▶ Trecho fornecido:
::::::::::
Por Jânsen Leiros Jr.
Seguir Jesus é romper com os sistemas
deste mundo. Uma fé autêntica não se curva — confronta, denuncia e transforma.
“Se o evangelicalismo se torna apenas mais uma
marca política, ele não tem nada diferente a oferecer ao mundo. O evangelho não
é uma plataforma partidária; é uma cruz.” - (Russell Moore, em entrevistas e
artigos publicados pela Christianity Today)
“A igreja americana corre o risco de perder
sua alma, pois muitos pastores estão mais preocupados em atrair multidões do
que em formar discípulos.” - (Eugene Peterson, em entrevistas e no livro “O
Pastor Contemplativo”)
“Mas
vem cá... ser cristão de verdade não é meio perigoso demais hoje em dia?” — foi
o que me perguntou um jovem numa roda de conversa depois de uma palestra. A
pergunta era simples, mas carregava uma inquietação legítima. Não respondi de
imediato. Fiquei com ela na cabeça. Porque, no fundo, ele estava certo em se
espantar. O cristianismo genuíno, quando levado a sério, não cabe nos moldes
prontos que o mundo e o evangelicalismo moderno[1]
oferecem.
A
verdade é que o cristão autêntico nunca foi domesticável. Desde os profetas do
Antigo Testamento até o escândalo da cruz, o chamado de Deus sempre confrontou
sistemas injustos, poderes corrompidos e religiões confortáveis. Seguir Jesus
é, em si, um ato de subversão. Neste texto, vamos falar dessa postura — não
como um conceito distante, mas como um jeito de viver que incomoda, denuncia e
propõe outro caminho. Vamos explorar esse tema teológica, bíblica e
socialmente, resgatando a tradição profética, o exemplo de Jesus e dos
apóstolos, e as tensões vividas por quem ainda ousa caminhar na contramão.
A
Subversão Cristã: Desafiando Sistemas de Poder
Você
já reparou como, às vezes, viver de forma honesta, justa e amorosa parece ser
quase um protesto silencioso? É disso que estamos falando. O cristão subversivo
é aquele que, como Jesus, não se dobra às estruturas de poder do mundo. Em João
18:36, Jesus declara: “O meu Reino não é deste mundo” — e isso não é uma figura
de linguagem devocional, é um posicionamento radical. Ele estava diante de
Pilatos, o representante do império, e não recuou. Sua afirmação rompe com toda
tentativa de conciliação entre o Reino de Deus e os reinos deste mundo.
::::::::::
Trechos de um conjunto de dados de marcação de pontos
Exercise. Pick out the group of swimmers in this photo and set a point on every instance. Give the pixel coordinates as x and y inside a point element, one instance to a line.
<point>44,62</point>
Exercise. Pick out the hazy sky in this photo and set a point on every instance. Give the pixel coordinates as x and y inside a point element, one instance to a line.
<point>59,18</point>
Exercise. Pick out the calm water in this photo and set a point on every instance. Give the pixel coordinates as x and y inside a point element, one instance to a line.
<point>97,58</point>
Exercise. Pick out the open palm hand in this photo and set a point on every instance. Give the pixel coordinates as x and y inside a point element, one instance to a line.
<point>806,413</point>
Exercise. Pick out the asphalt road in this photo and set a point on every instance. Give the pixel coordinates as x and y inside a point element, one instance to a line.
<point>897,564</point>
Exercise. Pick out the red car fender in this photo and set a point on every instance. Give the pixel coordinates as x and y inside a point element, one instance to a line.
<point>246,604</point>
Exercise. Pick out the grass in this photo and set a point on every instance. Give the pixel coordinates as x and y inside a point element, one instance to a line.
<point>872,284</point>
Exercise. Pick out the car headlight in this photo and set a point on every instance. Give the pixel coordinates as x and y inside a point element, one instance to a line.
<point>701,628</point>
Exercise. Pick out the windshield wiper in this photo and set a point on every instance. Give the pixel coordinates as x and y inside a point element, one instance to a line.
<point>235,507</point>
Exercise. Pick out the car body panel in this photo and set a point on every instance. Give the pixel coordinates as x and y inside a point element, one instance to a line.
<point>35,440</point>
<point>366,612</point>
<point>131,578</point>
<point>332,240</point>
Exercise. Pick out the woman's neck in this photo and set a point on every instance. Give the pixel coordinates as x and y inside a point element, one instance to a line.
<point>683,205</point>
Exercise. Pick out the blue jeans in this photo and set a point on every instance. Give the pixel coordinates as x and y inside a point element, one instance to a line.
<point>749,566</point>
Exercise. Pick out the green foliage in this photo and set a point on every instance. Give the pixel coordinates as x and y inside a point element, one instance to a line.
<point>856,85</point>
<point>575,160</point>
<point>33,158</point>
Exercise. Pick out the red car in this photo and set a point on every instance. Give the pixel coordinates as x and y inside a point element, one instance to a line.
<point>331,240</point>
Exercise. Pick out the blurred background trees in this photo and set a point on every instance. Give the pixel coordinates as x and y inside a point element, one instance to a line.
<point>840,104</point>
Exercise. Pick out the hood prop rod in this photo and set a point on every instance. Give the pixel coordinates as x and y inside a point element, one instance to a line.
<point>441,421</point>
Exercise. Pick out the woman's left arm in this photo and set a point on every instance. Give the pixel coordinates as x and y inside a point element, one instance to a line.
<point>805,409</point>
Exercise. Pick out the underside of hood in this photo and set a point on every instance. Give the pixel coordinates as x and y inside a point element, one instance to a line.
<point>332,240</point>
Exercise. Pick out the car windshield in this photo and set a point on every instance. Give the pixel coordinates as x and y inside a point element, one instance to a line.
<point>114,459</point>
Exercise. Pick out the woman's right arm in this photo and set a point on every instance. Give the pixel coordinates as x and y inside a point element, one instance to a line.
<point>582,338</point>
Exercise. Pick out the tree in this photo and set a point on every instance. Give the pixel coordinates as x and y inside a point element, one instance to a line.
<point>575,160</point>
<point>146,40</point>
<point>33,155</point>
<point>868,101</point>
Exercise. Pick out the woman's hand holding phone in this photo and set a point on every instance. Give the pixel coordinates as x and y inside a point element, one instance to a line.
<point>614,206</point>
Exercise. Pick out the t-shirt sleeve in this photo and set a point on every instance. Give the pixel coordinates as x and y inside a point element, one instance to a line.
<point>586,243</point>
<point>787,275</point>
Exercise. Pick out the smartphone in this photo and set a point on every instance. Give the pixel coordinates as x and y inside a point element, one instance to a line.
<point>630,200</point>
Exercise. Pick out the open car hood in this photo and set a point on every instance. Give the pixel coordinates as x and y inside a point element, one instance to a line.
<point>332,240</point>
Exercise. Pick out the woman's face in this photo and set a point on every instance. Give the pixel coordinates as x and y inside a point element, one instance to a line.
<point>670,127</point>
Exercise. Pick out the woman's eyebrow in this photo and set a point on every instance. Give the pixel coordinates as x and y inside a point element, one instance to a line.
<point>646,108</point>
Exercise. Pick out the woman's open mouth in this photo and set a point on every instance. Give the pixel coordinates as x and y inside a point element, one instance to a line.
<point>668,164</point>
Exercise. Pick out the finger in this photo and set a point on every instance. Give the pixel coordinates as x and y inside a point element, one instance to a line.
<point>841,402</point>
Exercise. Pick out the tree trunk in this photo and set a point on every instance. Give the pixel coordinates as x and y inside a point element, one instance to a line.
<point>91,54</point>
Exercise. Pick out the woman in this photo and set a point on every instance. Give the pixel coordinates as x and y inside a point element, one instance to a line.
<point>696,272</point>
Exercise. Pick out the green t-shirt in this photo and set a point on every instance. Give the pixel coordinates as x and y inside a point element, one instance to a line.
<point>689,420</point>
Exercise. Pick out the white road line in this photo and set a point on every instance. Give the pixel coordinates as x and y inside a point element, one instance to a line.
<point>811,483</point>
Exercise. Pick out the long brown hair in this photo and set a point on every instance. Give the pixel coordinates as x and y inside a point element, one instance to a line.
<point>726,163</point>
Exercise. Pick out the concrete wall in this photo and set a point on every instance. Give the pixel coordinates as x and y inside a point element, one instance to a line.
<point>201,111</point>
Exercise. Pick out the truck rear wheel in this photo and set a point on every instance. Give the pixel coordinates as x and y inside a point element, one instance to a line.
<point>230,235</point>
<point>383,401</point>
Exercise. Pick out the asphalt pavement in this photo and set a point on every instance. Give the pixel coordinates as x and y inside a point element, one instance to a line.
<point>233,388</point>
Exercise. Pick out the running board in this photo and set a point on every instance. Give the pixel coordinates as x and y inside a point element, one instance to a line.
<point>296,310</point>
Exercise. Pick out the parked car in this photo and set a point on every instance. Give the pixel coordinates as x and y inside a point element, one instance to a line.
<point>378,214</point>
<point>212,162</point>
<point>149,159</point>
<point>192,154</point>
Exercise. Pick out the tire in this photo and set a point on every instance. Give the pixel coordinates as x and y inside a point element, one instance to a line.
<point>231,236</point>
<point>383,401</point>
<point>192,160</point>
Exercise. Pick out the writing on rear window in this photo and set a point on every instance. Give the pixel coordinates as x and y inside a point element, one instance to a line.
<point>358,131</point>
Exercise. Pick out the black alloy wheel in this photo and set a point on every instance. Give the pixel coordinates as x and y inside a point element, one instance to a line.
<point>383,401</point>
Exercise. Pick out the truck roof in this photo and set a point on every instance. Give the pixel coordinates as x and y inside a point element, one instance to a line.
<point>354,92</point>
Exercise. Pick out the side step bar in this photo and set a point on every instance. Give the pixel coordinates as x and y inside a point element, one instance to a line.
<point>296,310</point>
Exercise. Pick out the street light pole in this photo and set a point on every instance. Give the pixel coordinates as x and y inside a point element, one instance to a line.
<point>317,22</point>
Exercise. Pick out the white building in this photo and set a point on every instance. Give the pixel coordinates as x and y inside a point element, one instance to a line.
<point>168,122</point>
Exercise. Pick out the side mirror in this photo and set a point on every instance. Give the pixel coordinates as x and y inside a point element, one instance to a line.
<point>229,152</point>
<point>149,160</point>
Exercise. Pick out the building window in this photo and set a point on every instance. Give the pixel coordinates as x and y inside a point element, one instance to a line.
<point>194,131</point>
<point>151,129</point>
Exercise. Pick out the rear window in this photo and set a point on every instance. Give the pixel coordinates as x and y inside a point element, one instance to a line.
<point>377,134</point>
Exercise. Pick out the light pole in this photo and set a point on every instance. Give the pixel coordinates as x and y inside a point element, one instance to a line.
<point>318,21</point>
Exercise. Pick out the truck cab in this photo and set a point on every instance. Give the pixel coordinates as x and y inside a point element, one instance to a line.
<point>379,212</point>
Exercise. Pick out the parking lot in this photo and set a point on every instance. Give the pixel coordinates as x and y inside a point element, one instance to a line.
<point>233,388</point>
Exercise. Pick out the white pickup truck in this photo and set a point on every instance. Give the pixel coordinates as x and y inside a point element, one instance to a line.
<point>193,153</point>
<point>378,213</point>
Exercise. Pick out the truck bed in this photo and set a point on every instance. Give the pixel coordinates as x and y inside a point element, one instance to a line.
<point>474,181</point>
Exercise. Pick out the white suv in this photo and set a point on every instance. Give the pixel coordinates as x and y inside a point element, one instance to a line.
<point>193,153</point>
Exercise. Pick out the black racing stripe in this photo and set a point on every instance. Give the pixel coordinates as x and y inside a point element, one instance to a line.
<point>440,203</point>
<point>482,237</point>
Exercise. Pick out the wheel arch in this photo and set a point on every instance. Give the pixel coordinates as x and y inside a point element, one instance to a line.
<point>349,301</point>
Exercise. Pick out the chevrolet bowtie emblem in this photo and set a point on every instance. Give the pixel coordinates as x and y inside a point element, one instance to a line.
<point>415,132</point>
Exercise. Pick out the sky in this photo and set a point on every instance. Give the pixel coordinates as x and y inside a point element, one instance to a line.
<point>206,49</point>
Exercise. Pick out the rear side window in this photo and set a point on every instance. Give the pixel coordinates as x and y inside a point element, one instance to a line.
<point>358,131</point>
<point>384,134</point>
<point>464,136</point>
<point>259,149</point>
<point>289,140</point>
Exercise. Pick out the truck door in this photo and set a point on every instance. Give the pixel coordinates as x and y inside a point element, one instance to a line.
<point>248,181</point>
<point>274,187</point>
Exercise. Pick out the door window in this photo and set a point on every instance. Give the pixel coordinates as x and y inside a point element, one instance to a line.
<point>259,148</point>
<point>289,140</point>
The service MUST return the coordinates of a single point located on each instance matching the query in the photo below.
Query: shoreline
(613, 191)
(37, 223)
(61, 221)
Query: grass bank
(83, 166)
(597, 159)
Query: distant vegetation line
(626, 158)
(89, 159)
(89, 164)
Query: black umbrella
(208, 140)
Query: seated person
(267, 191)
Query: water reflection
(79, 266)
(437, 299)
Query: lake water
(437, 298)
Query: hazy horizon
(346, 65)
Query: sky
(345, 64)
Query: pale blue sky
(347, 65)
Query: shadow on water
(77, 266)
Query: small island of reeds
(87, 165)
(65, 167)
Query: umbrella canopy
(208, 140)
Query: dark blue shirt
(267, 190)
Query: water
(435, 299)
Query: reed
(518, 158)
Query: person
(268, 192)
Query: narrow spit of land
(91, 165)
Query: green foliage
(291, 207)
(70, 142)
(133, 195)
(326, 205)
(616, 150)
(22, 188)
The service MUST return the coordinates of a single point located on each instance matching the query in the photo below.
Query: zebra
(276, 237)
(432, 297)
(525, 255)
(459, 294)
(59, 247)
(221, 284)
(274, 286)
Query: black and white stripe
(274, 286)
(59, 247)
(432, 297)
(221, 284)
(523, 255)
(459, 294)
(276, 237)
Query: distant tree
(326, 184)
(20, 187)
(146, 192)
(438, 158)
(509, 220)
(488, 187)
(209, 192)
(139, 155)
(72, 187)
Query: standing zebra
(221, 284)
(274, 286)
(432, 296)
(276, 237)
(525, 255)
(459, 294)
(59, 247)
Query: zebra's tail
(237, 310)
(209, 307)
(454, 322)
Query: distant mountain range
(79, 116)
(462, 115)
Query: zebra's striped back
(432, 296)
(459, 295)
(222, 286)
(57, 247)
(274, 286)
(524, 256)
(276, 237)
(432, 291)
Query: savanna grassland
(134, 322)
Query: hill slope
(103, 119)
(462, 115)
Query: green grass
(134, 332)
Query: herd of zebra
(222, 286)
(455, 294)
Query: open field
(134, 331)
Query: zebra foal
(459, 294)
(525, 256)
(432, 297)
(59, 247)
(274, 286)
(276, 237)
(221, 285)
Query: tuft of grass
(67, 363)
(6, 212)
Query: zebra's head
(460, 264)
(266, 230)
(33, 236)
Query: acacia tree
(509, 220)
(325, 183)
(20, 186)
::::::::::
▶ Desafio A:
Troque "swimmers" por "divers" nas linhas de dados, da primeira até a que contém "<point>44,62</point>", inclusive. Reescreva só esse trecho, sem mudar mais nada.
▶ Desafio B:
Prossiga com o texto sobre a subversão cristã a partir do ponto em que ele para.
As linhas de dados não têm relação com o texto sobre a subversão cristã.

▶ Resultado final A:
Exercise. Pick out the group of divers in this photo and set a point on every instance. Give the pixel coordinates as x and y inside a point element, one instance to a line.
<point>44,62</point>

▶ Resultado final B:
Para
o cristão, então, a lealdade a esse Reino eterno deve superar qualquer
comprometimento com estruturas políticas, religiosas ou econômicas. E, sejamos
honestos, isso incomoda. Porque o cristão subversivo não vive para ser aceito
pelo sistema, mas para obedecer à lógica do Reino — e essa lógica é quase
sempre o oposto do que o mundo valoriza: enquanto o mundo celebra a força, o
Reino exalta a mansidão; onde o mundo busca lucro, o Reino proclama
generosidade; onde se cultua o ego, o Reino prega o serviço.
Essa
postura não é ingênua nem romântica. É profética. Porque, ao viver os valores
do Reino, o cristão acaba por se tornar uma ameaça real aos mecanismos de
opressão, à manipulação da fé, ao uso indevido do nome de Deus. Ele se torna
como uma pedra no sapato da ordem estabelecida. E isso não é novo.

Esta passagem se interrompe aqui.